◆ Task requirements
Pull out each line below that contains the word "covered", and copy every such line in full.

◆ Record extracts
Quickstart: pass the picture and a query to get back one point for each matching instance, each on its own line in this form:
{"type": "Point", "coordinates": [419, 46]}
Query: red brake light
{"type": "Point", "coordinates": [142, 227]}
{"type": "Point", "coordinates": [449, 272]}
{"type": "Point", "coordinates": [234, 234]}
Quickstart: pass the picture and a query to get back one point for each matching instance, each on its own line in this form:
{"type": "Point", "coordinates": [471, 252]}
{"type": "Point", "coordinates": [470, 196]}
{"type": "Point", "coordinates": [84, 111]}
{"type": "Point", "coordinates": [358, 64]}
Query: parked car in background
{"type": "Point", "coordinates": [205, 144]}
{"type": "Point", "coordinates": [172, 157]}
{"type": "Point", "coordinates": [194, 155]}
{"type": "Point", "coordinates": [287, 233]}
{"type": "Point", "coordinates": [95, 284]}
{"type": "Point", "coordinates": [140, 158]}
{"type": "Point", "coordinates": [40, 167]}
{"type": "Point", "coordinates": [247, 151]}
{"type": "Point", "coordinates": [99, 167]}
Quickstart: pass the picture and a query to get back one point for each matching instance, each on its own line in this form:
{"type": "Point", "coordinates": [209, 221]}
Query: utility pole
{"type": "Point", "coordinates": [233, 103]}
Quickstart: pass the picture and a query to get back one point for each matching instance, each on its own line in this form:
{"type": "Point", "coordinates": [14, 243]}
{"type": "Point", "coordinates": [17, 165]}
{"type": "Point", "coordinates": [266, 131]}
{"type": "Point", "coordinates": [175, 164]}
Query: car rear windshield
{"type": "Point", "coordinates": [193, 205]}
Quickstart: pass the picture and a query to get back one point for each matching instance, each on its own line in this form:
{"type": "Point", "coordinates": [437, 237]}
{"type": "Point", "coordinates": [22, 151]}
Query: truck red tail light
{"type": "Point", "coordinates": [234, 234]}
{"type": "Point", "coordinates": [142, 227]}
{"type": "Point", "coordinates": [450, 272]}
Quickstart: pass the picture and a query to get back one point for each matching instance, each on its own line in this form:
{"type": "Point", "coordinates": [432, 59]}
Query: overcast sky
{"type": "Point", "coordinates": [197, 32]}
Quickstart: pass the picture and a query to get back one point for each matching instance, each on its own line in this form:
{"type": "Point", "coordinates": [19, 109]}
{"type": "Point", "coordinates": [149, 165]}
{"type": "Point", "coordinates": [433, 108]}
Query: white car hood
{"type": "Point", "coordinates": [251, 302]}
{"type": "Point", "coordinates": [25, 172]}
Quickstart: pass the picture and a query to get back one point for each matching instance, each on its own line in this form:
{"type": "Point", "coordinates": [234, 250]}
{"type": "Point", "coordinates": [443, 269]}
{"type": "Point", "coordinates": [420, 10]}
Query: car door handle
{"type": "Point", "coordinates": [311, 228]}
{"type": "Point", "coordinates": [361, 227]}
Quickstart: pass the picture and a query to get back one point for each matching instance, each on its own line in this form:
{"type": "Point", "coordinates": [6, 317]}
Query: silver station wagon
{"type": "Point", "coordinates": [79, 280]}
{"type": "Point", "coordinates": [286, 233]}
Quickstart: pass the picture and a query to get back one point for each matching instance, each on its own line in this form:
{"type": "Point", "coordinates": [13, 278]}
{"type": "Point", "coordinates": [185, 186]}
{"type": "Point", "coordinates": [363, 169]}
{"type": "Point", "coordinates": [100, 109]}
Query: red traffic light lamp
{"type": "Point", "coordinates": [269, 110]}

...

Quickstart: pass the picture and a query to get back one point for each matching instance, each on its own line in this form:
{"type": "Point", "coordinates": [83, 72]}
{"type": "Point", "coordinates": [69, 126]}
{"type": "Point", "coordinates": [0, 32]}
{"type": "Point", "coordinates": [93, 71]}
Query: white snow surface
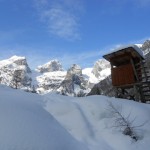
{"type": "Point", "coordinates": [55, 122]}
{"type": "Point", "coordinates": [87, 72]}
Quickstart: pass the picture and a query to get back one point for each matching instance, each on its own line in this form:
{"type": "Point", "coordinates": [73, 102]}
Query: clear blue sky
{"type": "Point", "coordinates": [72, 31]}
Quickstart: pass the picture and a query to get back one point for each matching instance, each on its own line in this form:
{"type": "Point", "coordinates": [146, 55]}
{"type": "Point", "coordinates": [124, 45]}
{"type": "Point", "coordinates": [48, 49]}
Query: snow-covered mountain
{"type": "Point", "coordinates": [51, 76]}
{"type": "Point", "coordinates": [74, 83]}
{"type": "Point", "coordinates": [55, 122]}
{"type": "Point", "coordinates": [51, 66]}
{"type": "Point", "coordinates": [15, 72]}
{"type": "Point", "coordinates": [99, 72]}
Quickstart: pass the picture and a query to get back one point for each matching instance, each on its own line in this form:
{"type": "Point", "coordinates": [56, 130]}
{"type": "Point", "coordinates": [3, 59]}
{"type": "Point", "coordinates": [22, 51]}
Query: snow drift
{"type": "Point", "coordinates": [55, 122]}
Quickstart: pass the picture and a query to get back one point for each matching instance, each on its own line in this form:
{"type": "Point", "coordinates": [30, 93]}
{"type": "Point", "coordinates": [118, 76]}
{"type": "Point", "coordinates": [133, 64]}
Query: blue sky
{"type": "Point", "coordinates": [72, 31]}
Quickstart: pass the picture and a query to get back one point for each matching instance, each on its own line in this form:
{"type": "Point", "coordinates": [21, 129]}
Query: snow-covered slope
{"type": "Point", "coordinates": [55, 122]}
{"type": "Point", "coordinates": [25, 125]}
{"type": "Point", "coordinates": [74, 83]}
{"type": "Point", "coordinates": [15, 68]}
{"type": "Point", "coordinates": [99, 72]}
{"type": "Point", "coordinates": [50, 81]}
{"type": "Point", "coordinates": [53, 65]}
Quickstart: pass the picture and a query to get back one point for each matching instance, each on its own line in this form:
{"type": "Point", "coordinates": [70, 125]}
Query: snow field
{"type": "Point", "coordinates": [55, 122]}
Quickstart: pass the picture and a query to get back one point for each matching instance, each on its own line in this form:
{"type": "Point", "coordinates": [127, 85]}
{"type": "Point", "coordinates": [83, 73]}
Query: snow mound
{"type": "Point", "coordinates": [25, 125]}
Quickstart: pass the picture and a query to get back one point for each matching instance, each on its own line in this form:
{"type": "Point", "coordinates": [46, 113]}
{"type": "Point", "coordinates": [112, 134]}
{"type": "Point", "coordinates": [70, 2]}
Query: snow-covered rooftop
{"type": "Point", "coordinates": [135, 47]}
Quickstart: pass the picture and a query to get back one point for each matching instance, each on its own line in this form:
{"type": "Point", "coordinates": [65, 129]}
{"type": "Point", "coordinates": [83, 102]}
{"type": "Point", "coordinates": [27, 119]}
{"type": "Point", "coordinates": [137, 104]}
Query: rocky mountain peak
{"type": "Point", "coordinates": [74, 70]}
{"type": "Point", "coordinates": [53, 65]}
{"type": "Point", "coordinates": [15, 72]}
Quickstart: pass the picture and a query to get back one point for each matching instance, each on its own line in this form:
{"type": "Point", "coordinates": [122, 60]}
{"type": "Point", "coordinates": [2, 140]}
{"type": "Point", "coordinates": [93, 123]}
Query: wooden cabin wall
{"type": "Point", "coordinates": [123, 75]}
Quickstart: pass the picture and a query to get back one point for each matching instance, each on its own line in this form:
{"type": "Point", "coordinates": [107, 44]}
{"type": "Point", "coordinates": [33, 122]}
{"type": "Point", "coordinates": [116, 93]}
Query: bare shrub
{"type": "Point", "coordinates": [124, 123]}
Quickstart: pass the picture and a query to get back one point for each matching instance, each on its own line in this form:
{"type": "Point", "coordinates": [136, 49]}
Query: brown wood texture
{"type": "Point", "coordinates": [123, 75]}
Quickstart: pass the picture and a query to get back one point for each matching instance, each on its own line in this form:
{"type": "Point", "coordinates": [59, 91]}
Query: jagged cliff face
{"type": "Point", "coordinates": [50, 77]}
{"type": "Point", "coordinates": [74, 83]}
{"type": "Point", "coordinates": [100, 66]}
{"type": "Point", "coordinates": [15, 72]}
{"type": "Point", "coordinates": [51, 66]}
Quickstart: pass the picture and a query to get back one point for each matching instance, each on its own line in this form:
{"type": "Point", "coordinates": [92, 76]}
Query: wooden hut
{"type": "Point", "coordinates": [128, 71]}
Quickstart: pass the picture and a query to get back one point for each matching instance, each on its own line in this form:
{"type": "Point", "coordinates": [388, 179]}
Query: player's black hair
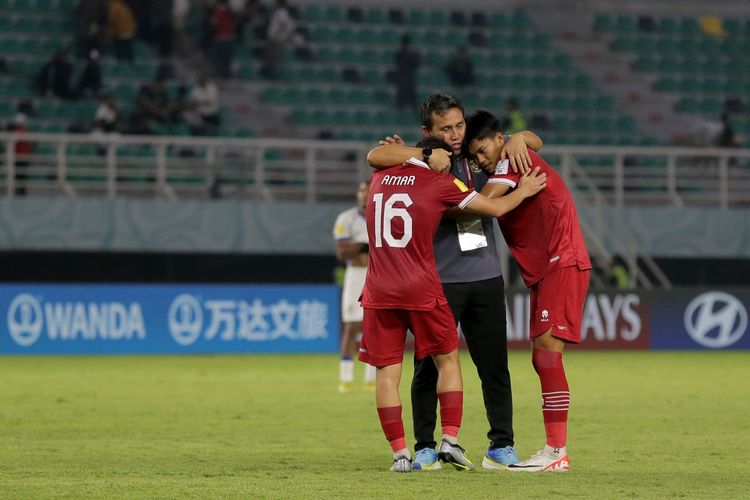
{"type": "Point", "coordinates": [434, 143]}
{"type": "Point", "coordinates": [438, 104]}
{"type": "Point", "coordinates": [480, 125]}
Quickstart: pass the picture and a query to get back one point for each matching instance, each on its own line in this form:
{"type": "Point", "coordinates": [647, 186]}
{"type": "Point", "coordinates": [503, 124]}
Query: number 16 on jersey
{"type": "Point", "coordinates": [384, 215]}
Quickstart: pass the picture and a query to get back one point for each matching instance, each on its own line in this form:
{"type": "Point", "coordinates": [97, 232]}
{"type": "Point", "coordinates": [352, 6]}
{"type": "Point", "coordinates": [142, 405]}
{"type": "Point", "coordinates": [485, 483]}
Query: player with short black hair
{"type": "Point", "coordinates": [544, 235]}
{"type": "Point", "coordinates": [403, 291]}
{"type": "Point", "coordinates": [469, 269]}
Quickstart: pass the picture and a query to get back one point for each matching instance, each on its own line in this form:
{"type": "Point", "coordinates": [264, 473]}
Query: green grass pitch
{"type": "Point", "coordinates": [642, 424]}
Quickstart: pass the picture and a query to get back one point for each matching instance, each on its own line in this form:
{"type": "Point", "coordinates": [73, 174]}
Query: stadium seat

◆ Written solution
Query: snow-covered mountain
Query: snow-covered slope
Query: snow-covered rooftop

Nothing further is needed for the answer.